• [DOCUMENT TEXT]
--- START ---

30 October 2015  •  Author(s): Victoria White

A draft EU law that would enable any EU member state to restrict or prohibit the sale and use of EU-approved Genetically Modified (GM) food or feed on its territory was rejected by the European Parliament on Wednesday.

gm

Members are concerned that the law might prove unworkable or that it could lead to the reintroduction of border checks between pro- and anti-GM countries. They call on the Commission to table a new proposal.

“Today’s vote gave a clear signal to the European Commission. This proposal could turn on its head what has been achieved with the single market and the customs union”, said rapporteur Giovanni La Via (EPP, IT), whose recommendation to reject the proposal was approved by 577 votes to 75, with 38 abstentions.

“Over the last few months, serious concerns have been expressed about the lack of any impact assessment, the proposal’s compatibility with the single market, and also whether it is actually feasible. There was no evaluation of the potential consequences or of other available options”, he added.

“I believe that this proposal could have negative consequences for agriculture in the EU, which is heavily dependent on protein supplies from GM sources. It could also have indirect negative effects on imports. Finally, there are concerns over whether this proposal could even be implemented, because there are no border controls in the EU”, he concluded.

A national ban ‘difficult or impossible’ to enforce without border checks on imports

The proposal, which would amend existing EU legislation to enable member states to restrict or prohibit the use of EU-approved genetically modified food and feed on their territory, was tabled by the EU Commission on 22 April 2015.

The Commission suggested that this proposal should be modelled on another EU law, on GMs intended for cultivation, which entered into force in early April 2015. This allows member states to ban the cultivation of EU-approved GMs on their territory.

But whereas cultivation necessarily takes place on a member state’s territory, GM trade crosses borders, which means that a national “sales and use” ban could be difficult or impossible to enforce without reintroducing border checks on imports.

European Commissioner for Health and Food safety Vytenis Andriukaitis has said that the European Commission will not withdraw the legislative proposal, which will be discussed by EU ministers.

--- END ---

• [Point-per-instance localization data]
--- START ---

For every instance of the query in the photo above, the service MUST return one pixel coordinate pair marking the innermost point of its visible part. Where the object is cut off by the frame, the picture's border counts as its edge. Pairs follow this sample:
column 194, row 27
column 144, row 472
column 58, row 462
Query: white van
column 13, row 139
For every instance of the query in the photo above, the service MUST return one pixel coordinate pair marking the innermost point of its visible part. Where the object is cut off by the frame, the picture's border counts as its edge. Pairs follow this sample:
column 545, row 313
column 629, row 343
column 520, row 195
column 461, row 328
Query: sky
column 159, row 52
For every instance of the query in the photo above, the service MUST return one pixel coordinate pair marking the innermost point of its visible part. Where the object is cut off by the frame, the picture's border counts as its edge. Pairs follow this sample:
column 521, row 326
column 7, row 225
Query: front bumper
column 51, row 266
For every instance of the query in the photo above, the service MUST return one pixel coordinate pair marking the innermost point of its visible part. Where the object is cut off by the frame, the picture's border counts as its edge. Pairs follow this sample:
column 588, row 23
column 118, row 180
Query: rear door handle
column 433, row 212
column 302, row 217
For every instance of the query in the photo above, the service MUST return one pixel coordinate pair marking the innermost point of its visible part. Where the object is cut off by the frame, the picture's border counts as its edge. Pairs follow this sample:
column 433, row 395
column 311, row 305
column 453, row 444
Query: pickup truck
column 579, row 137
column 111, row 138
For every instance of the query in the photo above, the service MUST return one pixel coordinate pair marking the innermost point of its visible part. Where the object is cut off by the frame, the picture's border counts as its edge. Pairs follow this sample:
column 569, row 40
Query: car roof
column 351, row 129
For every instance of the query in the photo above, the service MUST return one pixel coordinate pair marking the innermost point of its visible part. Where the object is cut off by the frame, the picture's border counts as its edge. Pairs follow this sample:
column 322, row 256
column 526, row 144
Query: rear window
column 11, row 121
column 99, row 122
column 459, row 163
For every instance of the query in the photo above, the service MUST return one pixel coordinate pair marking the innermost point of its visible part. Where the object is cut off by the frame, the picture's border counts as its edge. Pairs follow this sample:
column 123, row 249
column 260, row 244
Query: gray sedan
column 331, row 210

--- END ---

• [WHAT TO WORK ON]
(a) Do these statements agree with the article on the GM food law vote? (i) The recommendation to reject the proposal was approved by 577 votes to 75. (ii) The Commission tabled the proposal on 22 April 2015. (iii) The Commission has said it will withdraw the proposal. For each, answer yes or no and quote the deciding words from the article.
(b) According to the article on the GM food law vote, when did the EU law on GMs intended for cultivation enter into force?
(c) Carry on the article on the GM food law vote, starting after its final sentence.

• [SOLVED PROBLEMS]
(a)
(i) Yes: "approved by 577 votes to 75, with 38 abstentions"
(ii) Yes: "was tabled by the EU Commission on 22 April 2015"
(iii) No: "the European Commission will not withdraw the legislative proposal"

(b) In early April 2015.

(c)
Leading organisations issue a stark warning to the UK Government

Leading farming, agricultural and plant science organisations have issued a stark warning to the UK Government about the impact of European legislation on GM feed imports.

The report – ‘Going against the grain’ – calls on the UK Government to reject EU proposals to allow national bans for GM feed and food imports, in order to protect British farmers and consumers from market disruptions and increased prices. Any disruption to imports of GM feed could lead to price hikes in everyday items such as milk, eggs and bacon if farmers and breeders are prevented from accessing their main source of protein feed.

Launched in Parliament yesterday, at a meeting of the All-Party Parliamentary Group on Science & Technology in Agriculture, the report has been endorsed by five organisations spanning the entire food chain.

Speaking at the launch, Dr Julian Little, abc Chairman, said, “New laws passed by the EU give Member States the right to introduce national bans on the cultivation of approved GM crops.

“Now, the Commission wants to nationalise bans for GM feed and food imports too. Coupled with the continued backlog in approvals of GM products for import, this will have a devastating impact on the future of UK agriculture.

“Astonishingly, the plans remain on the table even though they have been rejected by the European Parliament. We are calling for the UK Government to listen to its farmers, food producers and scientists to continue its sound approach and resist marginal political interference.”